### Excerpted passage
[Start]
Josh Berkus <j...@agliodbs.com> wrote:
> On 09/30/2014 02:39 PM, Kevin Grittner wrote:
>> Josh Berkus <j...@agliodbs.com> wrote:
>>> On 09/30/2014 07:15 AM, Kevin Grittner wrote:
>>>
>>>> At the risk of pushing people away from this POV, I'll point out
>>>> that this is somewhat similar to what we do for unlogged bulk loads
>>>> -- if all the conditions for doing it the fast way are present, we
>>>> do it the fast way; otherwise it still works, but slower.
>>>
>>> Except that switching between fast/slow bulk loads affects *only* the
>>> speed of loading, not the locking rules.  Having a statement silently
>>> take a full table lock when we were expecting it to be concurrent
>>> (because, for example, the index got rebuilt and someone forgot the
>>> UNIQUE) violates POLA from my perspective.
>>
>> I would not think that an approach which took a full table lock to
>> implement the more general case would be accepted.
[End]
### Data listing
[Start]
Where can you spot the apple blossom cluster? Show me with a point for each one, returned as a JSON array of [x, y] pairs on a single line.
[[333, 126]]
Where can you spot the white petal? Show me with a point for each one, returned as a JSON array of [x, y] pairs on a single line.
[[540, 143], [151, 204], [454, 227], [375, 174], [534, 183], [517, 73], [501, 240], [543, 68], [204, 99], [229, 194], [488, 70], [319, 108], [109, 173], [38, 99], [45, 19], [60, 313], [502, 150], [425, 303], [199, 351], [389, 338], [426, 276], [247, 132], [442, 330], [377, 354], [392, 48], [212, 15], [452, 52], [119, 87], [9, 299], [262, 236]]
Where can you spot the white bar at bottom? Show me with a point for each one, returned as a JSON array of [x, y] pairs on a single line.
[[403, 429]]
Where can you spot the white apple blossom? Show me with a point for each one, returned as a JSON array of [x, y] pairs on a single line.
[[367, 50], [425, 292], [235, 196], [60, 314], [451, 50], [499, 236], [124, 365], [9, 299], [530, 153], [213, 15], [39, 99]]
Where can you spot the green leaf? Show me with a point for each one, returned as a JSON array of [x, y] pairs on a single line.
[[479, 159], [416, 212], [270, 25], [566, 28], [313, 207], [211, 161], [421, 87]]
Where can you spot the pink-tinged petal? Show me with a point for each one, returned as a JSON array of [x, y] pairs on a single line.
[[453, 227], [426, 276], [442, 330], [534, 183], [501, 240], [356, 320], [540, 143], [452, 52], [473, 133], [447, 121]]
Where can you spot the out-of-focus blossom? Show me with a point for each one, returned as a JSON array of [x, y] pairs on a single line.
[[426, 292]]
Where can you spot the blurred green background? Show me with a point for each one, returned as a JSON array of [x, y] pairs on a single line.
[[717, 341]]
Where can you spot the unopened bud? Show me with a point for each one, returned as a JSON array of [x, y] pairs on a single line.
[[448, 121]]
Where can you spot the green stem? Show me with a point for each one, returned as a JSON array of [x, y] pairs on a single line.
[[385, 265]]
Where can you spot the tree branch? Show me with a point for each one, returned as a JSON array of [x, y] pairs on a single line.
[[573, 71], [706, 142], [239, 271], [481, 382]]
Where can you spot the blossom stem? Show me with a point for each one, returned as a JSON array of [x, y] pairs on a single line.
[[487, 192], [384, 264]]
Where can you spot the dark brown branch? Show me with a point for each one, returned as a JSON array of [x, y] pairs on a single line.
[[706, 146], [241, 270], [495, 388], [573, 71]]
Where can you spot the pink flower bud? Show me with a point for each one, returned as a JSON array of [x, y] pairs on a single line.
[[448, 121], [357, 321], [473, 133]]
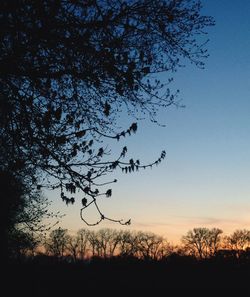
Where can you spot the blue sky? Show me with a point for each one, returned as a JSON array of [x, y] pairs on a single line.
[[205, 179]]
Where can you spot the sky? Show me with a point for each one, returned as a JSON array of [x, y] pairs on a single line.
[[205, 179]]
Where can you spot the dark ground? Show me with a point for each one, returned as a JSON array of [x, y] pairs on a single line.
[[126, 277]]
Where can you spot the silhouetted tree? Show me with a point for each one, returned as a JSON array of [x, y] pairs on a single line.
[[56, 244], [202, 242], [69, 67], [238, 241], [83, 238], [26, 215]]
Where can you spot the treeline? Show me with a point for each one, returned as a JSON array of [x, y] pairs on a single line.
[[198, 243]]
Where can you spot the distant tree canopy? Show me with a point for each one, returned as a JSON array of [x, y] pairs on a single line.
[[68, 68]]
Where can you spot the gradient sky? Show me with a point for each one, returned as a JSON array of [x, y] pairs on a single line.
[[205, 179]]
[End]
### Requirement
Write out the quoted email exchange about bulk loads and table locking above in full, with every line unchanged.

### Solution for this task
Josh Berkus <j...@agliodbs.com> wrote:
> On 09/30/2014 02:39 PM, Kevin Grittner wrote:
>> Josh Berkus <j...@agliodbs.com> wrote:
>>> On 09/30/2014 07:15 AM, Kevin Grittner wrote:
>>>
>>>> At the risk of pushing people away from this POV, I'll point out
>>>> that this is somewhat similar to what we do for unlogged bulk loads
>>>> -- if all the conditions for doing it the fast way are present, we
>>>> do it the fast way; otherwise it still works, but slower.
>>>
>>> Except that switching between fast/slow bulk loads affects *only* the
>>> speed of loading, not the locking rules.  Having a statement silently
>>> take a full table lock when we were expecting it to be concurrent
>>> (because, for example, the index got rebuilt and someone forgot the
>>> UNIQUE) violates POLA from my perspective.
>>
>> I would not think that an approach which took a full table lock to
>> implement the more general case would be accepted.